Objetivo 1
Responda às seguintes perguntas sobre o trecho acerca de Torres:
(a) Em que período foi Torres aprendiz de serralheiro mecânico?
(b) Que valor de reforma recebe Torres nos últimos anos da sua vida?
(c) Que idade menciona Torres ao falar de jogar ao lado do Eusébio?

Trecho
###
Oficina dos Claras? Antes de ser futebolista, Torres é aprendiz de serralheiro mecânico. “Entre 1953 e 1959. Curiosamente, não existo para a Segurança Social como futebolista, só como serralheiro. Soube isso quando meti os papéis para a reforma; de todos os descontos no Benfica, Estoril e Vitória FC, nem sequer um entra na Segurança Social.” Por via disso, Torres passa os últimos anos da sua vida a receber 400 euros de reforma. Uma vergonha a todos os níveis. Inqualificável, mesmo. Como é que Torres convive com essa tramóia? “Quando se é jovem, quando se tem 24 anos e se joga ao lado do Eusébio, ninguém pensa na reforma que é uma coisa a 40 anos de distância. Rasgava os recibos, não ligava nada a essas coisas. Queria era jogar à bola e divertir-me.”
###
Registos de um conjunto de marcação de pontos
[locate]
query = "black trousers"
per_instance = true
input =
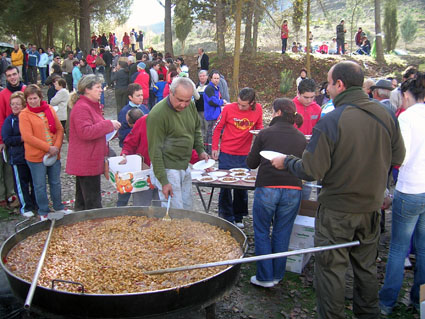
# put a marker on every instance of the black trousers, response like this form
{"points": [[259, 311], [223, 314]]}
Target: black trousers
{"points": [[87, 193], [24, 187]]}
###
Objetivo 2
Por favor, escale todas as linhas do conjunto de marcação de pontos e volte a escrevê-las, pedidos incluídos. Multiplique por 1,15 cada coordenada dos pontos nas respostas (não as dos pedidos nem as dos modelos de formato), arredonde a números inteiros com as metades para cima e deixe as imagens de fora da resposta.

Resposta do exercício 1
(a) Entre 1953 e 1959.
(b) 400 euros.
(c) 24 anos.

Resposta do exercício 2
[locate]
query = "black trousers"
per_instance = true
input =
# put a marker on every instance of the black trousers, response like this form
{"points": [[259, 311], [223, 314]]}
Target: black trousers
{"points": [[100, 222], [28, 215]]}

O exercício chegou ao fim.